#### Data section ####

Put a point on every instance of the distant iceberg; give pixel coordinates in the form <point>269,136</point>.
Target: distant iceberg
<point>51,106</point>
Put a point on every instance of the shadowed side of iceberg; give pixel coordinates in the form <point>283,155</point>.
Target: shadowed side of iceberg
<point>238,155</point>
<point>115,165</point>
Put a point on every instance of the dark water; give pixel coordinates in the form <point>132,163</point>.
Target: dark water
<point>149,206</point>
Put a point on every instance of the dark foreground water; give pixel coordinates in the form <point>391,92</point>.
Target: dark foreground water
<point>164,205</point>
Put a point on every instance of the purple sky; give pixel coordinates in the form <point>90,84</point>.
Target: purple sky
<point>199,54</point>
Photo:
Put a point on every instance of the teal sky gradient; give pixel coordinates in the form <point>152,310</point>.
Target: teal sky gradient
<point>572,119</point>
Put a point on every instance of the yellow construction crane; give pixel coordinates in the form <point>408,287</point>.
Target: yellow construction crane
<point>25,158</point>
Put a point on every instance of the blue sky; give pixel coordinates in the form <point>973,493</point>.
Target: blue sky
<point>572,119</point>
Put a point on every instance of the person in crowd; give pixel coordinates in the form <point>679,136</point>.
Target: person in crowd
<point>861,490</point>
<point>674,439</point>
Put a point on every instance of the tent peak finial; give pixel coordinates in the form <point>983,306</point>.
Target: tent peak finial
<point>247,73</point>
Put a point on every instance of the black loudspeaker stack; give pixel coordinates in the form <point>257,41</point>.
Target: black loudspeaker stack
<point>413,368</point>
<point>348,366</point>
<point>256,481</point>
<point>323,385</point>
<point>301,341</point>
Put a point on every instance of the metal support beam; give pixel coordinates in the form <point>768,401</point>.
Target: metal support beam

####

§ Problem statement:
Copy each line above holding "metal".

§ Result:
Put a point on every instance of the metal support beam; give pixel coordinates in the form <point>768,401</point>.
Target: metal support beam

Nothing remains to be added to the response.